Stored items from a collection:
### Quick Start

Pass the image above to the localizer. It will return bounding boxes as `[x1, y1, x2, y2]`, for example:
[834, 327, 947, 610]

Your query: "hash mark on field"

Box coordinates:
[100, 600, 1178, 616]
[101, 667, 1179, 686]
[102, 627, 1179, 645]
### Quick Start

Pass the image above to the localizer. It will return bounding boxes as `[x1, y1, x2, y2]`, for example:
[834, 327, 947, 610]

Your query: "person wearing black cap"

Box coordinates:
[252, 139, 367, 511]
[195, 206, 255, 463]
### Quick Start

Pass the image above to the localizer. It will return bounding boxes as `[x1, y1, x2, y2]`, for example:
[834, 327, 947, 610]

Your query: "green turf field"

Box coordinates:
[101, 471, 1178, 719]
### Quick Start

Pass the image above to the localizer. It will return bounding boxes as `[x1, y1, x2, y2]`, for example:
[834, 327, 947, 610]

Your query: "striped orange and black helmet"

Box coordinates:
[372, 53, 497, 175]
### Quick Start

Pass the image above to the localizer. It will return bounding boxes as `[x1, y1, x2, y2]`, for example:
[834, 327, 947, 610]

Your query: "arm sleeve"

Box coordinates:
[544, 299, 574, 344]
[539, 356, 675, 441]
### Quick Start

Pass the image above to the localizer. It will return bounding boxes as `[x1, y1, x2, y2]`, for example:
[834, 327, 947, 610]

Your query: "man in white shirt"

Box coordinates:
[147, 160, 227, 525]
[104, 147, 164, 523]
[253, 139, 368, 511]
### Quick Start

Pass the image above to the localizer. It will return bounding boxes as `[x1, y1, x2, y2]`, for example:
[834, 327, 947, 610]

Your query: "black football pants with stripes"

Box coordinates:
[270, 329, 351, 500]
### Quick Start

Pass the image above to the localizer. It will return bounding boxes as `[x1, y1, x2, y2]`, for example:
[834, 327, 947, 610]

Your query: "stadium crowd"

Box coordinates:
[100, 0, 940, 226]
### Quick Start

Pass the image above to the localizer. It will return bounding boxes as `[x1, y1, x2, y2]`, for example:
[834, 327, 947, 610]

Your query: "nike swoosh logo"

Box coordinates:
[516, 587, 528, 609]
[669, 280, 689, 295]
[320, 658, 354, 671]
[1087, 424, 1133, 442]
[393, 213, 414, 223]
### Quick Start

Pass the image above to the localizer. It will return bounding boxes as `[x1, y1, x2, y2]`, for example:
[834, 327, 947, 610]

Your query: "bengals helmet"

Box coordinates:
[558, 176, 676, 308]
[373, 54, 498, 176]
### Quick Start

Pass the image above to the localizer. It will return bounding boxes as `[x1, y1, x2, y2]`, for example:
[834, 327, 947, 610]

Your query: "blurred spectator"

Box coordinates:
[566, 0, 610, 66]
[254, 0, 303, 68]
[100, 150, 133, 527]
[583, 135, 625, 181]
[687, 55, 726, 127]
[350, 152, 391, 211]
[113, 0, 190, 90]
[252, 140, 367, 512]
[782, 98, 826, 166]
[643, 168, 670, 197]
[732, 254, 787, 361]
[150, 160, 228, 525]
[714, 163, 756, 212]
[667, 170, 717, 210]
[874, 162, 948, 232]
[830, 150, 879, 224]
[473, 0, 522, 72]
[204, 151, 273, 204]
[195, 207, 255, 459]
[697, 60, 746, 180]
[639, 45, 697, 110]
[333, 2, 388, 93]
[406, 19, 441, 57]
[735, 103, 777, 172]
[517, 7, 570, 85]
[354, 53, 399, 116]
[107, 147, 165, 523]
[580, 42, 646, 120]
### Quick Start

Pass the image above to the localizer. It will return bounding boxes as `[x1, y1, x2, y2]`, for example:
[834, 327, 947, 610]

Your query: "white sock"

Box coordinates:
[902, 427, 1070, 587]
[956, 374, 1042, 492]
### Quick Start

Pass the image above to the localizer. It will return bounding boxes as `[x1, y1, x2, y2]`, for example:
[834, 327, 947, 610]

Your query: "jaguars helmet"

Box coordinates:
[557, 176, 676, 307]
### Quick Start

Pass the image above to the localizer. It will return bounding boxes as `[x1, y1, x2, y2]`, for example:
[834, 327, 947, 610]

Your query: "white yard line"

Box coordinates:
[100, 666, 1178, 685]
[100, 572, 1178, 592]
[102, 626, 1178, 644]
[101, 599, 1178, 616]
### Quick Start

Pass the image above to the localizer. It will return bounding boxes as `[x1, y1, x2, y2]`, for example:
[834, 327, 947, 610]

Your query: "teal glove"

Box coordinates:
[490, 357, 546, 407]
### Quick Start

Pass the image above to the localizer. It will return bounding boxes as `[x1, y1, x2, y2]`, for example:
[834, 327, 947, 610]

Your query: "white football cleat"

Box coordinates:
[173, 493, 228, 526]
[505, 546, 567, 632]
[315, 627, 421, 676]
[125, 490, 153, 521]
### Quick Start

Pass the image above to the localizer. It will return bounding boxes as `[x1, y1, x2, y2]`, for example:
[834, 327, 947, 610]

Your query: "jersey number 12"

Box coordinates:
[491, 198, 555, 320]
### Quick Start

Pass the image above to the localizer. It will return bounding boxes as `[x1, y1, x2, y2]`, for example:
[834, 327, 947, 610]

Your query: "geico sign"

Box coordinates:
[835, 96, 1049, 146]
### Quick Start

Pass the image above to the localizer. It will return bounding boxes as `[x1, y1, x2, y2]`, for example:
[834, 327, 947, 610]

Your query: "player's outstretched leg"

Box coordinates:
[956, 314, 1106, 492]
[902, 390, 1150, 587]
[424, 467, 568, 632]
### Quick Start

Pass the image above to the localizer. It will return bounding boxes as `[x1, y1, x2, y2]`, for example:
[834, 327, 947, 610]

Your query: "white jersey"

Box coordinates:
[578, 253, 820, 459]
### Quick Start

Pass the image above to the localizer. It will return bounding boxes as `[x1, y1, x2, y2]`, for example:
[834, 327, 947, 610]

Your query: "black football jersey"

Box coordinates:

REQUIREMENT:
Reproduce every record in full, keeping each one exactly as it reads.

YOUR SOLUTION:
### Quick Start

Pass the image above to the localizer. It will return bounding boxes as `[x1, y1, x2, y2]`, for example:
[834, 327, 947, 610]

Your query: "hash mark on field"

Box coordinates:
[100, 600, 1178, 616]
[101, 667, 1179, 686]
[102, 627, 1179, 645]
### Quick Start

Pass the image above to the localizer. It will return bounding boxes as `[x1, y1, x2, y2]`, for example:
[834, 327, 947, 610]

Your query: "person wearing black cap"

Box coordinates:
[252, 139, 367, 511]
[195, 206, 255, 463]
### Quick Start

Pass the image above to the localizer. It will return bounding boxes as `[x1, y1, x2, y2]`, for example:
[834, 327, 947, 610]

Your query: "green turf field"

Box coordinates:
[101, 471, 1178, 719]
### Quick Start

Pass the image above to the localizer. It will return bounding boxes as `[x1, y1, x2, y2]`, for example:
[834, 327, 947, 610]

Your query: "striped orange and black helmet"

Box coordinates:
[372, 53, 497, 175]
### Quick Start

Pass the image above to the localizer. It will return bounding boxes as `[x1, y1, x2, y2]`, for example:
[834, 327, 947, 610]

Your query: "arm sleeve"

Box coordinates:
[544, 299, 574, 344]
[539, 356, 675, 441]
### Quick Start

Pass the image above to the localizer. It will return bounding boxes as `[x1, y1, x2, y2]`, for example:
[834, 327, 947, 610]

Your query: "man in white shirt"

Box coordinates:
[147, 160, 227, 525]
[104, 147, 164, 523]
[253, 139, 368, 511]
### Quick Start

Pass the image above to the localizer. It will return bounding boxes as `[x1, y1, x2, y2]`, for example:
[834, 327, 947, 610]

Your query: "black football pants with stripes"

Box coordinates:
[270, 329, 351, 500]
### Quick Start

Pass the image above to the localizer. It will return bounding boxes as `[x1, y1, x2, y2]`, for example:
[834, 327, 947, 610]

Your query: "stadium crowd"

Box coordinates:
[100, 0, 940, 226]
### Quick Start

Pass the image above to the localizer. It will return bounding boxes as `[x1, y1, x2, y2]`, for example:
[834, 327, 947, 610]

Your query: "nike swoosh logo"

Box coordinates:
[516, 587, 528, 609]
[669, 280, 689, 295]
[320, 658, 354, 671]
[1087, 424, 1133, 442]
[393, 213, 414, 223]
### Quick Start

Pass the image above to the localizer. It will return bounding boxes as `[x1, y1, x2, y2]`, for example:
[834, 327, 947, 610]

Your query: "bengals helmet"

Box coordinates:
[558, 176, 676, 308]
[373, 54, 498, 176]
### Quick Start

Pass the image above to the localizer. It will return bounding boxes as `[x1, y1, x2, y2]`, for example:
[834, 327, 947, 610]

Your query: "blurred spectator"

Box coordinates:
[566, 0, 610, 66]
[254, 0, 303, 68]
[100, 150, 133, 527]
[583, 135, 625, 181]
[687, 55, 726, 127]
[350, 152, 391, 211]
[113, 0, 190, 90]
[252, 140, 367, 512]
[782, 98, 826, 166]
[643, 168, 670, 197]
[732, 254, 787, 361]
[150, 160, 228, 525]
[714, 163, 756, 212]
[667, 170, 717, 210]
[874, 162, 948, 232]
[830, 150, 879, 224]
[473, 0, 522, 72]
[204, 151, 273, 204]
[195, 207, 255, 459]
[697, 60, 746, 180]
[639, 45, 697, 110]
[333, 2, 388, 93]
[406, 19, 441, 57]
[735, 103, 777, 172]
[517, 7, 570, 85]
[354, 53, 399, 116]
[107, 147, 165, 523]
[580, 42, 646, 120]
### Quick Start

Pass the image above to the localizer. It will return bounding boxes as `[x1, y1, x2, y2]`, for example:
[834, 327, 947, 610]

Your query: "white sock"

Box coordinates:
[902, 427, 1070, 587]
[956, 374, 1042, 492]
### Quick Start

Pass the image above to the localizer. It will return bounding boxes as `[x1, y1, x2, y2]`, for example:
[834, 327, 947, 610]

Your query: "jaguars helmet"

Box coordinates:
[557, 176, 676, 307]
### Quick Start

Pass the image above to the localizer. It will return bounding boxes as `[x1, y1, x2, y2]`, for example:
[834, 327, 947, 610]

Your query: "white yard line"

Box coordinates:
[100, 666, 1178, 685]
[100, 572, 1178, 592]
[102, 626, 1178, 644]
[101, 599, 1178, 616]
### Quick Start

Pass the image above to the localizer. It will return bounding boxes as `[x1, y1, x2, y2]`, for example:
[834, 327, 947, 610]

Your query: "teal glove"

Box coordinates:
[490, 357, 546, 407]
### Quick Start

Pass the image above to the localizer. It will return bounding boxes as `[x1, y1, x2, y2]`, for example:
[834, 327, 947, 610]

Your query: "white football cleat"

Box coordinates:
[173, 493, 228, 526]
[505, 546, 567, 632]
[315, 627, 421, 676]
[125, 490, 153, 521]
### Quick Start

Pass the image above to the localizer. It will return bounding boxes as `[x1, y1, x2, y2]`, for example:
[834, 327, 947, 610]

Your query: "jersey number 12"

Box coordinates:
[491, 198, 555, 320]
### Quick Start

Pass the image above to the localizer. It will return bounding boxes as `[x1, y1, x2, y2]`, for example:
[834, 327, 947, 610]

Your query: "geico sign"

Box coordinates:
[835, 96, 1049, 146]
### Quick Start

Pass the image above to the localizer. It will return bounding boxes as `[x1, y1, x2, y2]`, for example:
[834, 327, 947, 610]

Your query: "player's outstretched leg"

Box coordinates:
[956, 314, 1106, 492]
[902, 390, 1150, 587]
[424, 467, 568, 632]
### Quick Start

Pass the image above to the localizer. It will return bounding boxes as `[x1, y1, x2, y2]`, for example:
[834, 327, 947, 610]

Your query: "white jersey"

Box coordinates:
[578, 253, 820, 459]
### Quick Start

Pass the image above to the localizer. It will return bounding boxes as `[x1, y1, x2, y2]`, for example:
[834, 327, 947, 610]

Your query: "black football jersey"

Box coordinates:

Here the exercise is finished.